Set the data down again, word for word, as it appears below.

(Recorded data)
== Segment start ==

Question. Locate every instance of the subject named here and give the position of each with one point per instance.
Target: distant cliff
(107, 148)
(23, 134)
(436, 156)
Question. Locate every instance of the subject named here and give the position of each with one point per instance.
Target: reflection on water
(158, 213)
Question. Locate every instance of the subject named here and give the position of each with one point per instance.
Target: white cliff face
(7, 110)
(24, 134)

== Segment end ==

RESPONSE AREA
Question. Locate every instance of the subject named here and give the position of each with one point per instance.
Target: distant cliff
(107, 148)
(23, 134)
(436, 156)
Question. Locate every instance of the subject named here and give the position of each with one point per instance.
Target: reflection on water
(158, 213)
Question. Locate every instance of the subject named here and give the position of each with one point per instance.
Target: white cliff face
(7, 110)
(24, 134)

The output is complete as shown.